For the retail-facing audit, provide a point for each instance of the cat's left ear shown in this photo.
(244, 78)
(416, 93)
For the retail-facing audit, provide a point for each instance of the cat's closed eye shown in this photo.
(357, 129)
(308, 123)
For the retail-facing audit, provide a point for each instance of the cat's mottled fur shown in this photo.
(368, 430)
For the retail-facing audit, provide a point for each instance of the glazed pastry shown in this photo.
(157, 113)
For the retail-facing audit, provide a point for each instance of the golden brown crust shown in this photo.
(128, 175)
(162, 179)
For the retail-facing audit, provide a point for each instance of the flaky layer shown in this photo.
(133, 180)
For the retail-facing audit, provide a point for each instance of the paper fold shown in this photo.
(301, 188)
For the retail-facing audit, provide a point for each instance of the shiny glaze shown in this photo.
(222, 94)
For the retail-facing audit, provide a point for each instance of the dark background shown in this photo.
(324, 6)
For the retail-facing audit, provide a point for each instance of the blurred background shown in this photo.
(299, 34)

* WORK TO COMPLETE
From the line containing "glaze shown in this photo." down to the last line of the data, transcribe every line exactly; nothing else should appear.

* EXERCISE RESULT
For the retail-facing audit, provide a point for each instance of the shiny glaze shown in this photo.
(222, 94)
For the retail-facing audit, provide a point for each instance of the dark background shown in this photo.
(324, 6)
For the retail-facing audit, provide a point for each instance of the blurred background shown in this photo.
(299, 34)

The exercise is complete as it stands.